[Object position labeling entries]
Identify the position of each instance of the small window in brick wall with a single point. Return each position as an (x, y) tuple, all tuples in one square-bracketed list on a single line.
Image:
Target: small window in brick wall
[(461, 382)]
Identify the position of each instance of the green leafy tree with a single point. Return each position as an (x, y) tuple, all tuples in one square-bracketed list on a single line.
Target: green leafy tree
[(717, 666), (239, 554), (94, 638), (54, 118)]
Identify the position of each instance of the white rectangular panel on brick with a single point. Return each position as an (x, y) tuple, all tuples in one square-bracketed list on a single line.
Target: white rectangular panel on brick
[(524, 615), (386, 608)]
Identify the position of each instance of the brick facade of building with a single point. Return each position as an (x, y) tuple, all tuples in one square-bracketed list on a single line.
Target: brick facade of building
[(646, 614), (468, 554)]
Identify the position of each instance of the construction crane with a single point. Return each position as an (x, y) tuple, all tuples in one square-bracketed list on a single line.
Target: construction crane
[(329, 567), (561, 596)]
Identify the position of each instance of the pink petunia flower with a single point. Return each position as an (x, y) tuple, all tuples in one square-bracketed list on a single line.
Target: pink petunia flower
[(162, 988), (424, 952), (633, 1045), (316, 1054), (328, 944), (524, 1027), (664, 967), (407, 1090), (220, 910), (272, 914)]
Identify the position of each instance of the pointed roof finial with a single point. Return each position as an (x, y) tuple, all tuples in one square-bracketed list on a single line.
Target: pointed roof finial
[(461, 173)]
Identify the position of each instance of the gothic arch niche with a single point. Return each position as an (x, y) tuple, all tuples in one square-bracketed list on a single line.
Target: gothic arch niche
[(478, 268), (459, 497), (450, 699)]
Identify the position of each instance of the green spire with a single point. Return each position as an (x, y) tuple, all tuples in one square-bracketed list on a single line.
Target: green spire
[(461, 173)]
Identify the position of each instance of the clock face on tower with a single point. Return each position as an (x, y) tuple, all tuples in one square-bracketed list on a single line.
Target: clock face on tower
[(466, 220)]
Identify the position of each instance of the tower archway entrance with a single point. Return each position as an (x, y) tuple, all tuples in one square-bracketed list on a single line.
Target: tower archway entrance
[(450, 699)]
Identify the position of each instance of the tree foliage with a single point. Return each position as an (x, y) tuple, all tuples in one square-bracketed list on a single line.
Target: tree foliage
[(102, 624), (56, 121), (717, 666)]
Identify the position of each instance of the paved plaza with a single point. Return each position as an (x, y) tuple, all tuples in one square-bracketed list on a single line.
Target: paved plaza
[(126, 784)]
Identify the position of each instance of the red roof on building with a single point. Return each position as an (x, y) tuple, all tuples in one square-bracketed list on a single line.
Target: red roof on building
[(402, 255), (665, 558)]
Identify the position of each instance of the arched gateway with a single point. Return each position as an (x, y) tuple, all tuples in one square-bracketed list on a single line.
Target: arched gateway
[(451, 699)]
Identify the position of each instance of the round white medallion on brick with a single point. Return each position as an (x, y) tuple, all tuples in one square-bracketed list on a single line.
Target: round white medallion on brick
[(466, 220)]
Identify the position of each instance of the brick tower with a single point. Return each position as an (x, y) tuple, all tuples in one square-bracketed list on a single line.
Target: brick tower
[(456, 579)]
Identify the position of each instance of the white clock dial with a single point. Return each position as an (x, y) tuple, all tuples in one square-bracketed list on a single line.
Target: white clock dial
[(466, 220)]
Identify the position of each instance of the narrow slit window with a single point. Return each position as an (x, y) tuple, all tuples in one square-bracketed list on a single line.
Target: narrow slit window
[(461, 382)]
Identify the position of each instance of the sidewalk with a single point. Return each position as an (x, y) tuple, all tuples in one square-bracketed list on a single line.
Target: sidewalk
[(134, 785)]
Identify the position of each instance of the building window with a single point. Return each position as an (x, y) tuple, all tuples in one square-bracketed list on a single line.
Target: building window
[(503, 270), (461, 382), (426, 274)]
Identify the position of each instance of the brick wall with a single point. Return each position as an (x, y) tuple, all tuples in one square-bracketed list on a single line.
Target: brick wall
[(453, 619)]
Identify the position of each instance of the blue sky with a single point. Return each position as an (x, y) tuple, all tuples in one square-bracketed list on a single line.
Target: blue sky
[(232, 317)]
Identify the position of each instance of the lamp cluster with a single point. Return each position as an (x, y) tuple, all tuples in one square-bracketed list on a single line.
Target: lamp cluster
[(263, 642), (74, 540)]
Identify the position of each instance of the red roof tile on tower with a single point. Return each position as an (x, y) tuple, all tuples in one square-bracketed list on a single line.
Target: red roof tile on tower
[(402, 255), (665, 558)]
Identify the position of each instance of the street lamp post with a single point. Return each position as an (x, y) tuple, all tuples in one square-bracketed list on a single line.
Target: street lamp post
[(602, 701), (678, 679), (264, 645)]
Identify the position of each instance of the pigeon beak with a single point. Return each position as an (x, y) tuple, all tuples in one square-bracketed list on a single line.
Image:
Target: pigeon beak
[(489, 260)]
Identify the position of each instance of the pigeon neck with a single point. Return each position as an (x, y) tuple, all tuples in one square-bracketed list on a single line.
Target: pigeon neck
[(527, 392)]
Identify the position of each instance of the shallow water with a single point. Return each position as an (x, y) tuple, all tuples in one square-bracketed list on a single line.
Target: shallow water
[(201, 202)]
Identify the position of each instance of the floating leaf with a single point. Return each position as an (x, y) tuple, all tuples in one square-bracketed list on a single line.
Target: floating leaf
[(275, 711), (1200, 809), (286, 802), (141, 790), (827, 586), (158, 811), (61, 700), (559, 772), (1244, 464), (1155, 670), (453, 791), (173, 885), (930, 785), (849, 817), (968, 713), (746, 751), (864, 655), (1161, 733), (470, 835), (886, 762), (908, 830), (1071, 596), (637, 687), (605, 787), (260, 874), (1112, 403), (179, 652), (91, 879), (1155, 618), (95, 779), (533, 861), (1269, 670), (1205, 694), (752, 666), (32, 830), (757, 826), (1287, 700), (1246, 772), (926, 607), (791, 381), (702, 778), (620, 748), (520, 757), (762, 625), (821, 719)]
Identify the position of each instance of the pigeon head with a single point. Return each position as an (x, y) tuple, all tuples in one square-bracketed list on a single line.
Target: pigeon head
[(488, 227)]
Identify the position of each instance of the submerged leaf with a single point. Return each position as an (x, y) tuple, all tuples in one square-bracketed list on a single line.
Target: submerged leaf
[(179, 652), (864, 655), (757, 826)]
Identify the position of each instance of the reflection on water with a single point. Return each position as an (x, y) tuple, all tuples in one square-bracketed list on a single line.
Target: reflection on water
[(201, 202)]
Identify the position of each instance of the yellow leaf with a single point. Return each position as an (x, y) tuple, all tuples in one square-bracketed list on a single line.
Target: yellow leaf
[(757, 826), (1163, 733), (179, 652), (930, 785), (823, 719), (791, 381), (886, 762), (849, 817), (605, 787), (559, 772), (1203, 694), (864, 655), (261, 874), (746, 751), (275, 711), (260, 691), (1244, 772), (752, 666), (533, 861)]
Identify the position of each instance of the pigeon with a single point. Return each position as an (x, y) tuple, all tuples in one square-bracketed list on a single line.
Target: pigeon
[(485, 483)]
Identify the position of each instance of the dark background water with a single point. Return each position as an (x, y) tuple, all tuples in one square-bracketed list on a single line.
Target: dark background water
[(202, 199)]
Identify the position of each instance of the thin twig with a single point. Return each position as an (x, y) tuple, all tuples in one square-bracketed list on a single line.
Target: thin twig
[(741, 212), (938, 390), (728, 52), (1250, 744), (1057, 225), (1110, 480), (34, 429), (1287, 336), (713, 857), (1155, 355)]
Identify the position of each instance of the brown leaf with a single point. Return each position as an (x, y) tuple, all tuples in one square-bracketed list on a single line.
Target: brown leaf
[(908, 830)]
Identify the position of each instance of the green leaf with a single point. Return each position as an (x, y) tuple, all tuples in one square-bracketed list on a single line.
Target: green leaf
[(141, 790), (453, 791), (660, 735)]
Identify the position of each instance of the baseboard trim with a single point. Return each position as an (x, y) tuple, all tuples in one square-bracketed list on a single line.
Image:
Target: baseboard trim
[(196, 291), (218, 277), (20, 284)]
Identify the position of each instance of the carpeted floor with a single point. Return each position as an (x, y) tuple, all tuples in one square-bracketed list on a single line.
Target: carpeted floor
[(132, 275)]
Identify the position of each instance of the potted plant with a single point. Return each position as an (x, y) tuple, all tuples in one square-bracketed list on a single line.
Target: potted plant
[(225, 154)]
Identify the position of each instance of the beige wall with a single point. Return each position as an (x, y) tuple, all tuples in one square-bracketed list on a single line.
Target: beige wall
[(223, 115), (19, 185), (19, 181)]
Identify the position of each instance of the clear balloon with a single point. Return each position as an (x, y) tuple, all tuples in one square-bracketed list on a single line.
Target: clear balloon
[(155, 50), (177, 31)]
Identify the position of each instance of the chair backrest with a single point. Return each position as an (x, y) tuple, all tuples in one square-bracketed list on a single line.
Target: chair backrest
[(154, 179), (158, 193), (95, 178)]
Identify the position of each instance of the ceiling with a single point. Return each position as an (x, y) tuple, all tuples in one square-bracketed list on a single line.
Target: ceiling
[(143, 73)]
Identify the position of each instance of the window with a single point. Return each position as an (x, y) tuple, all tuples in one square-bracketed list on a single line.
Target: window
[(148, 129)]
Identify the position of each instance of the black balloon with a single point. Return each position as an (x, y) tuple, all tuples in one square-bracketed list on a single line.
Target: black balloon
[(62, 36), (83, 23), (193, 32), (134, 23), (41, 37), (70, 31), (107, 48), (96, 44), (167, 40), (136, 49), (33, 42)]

### [EXERCISE PROMPT]
Word for word, quote the lines from the line containing "Identify the position of each instance of the clear" through the end of the material, both included, and nothing else.

### [EXERCISE RESULT]
Identify the position of each instance of the clear balloon with a single point. Return each position as an (x, y) tuple, all tuples in one square-bracketed list on a single line.
Target: clear balloon
[(155, 50), (177, 31)]
Identify the position of each instance of the chair backrest with a single point. Return each position as an (x, y) tuple, all tuples in one square-bracketed list on a single line.
Target: chair backrest
[(154, 179), (158, 193), (95, 178)]
Identify the position of each instance of the ceiling with a single point. Return each position as an (x, y) tuple, all tuples in one square-bracketed list on a single line.
Target: ceiling
[(143, 73)]
Identify the position of each instance of the window with a single point. Return each position as an (x, y) tuple, all tuples in one square-bracketed list on a single line.
Target: window
[(148, 129)]
Identify the position of each instance of the black balloon with a single point. Return each position as an (x, y) tuple, all tuples in one square-bracketed list on a single line.
Target: black balloon
[(62, 36), (83, 23), (193, 32), (134, 23), (41, 37), (70, 31), (107, 48), (96, 44), (167, 40), (136, 49), (33, 42)]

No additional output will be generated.